▶ _YOUR GOAL_
Filter the items below, keeping each line that contains the string "ymin". Matching is case-sensitive.

▶ _Records of labeled boxes_
══════════════════════════════

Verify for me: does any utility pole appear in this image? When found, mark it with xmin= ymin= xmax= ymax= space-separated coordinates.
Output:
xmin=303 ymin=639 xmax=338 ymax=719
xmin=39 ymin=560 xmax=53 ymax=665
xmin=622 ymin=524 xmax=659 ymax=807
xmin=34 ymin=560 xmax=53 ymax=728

══════════════════════════════

▶ _ANSWER TO THE PROBLEM_
Verify for me: does any utility pole appear in this image? When found, mark it with xmin= ymin= xmax= ymax= space-separated coordinates.
xmin=303 ymin=639 xmax=338 ymax=719
xmin=39 ymin=560 xmax=53 ymax=665
xmin=622 ymin=524 xmax=659 ymax=807
xmin=34 ymin=560 xmax=53 ymax=728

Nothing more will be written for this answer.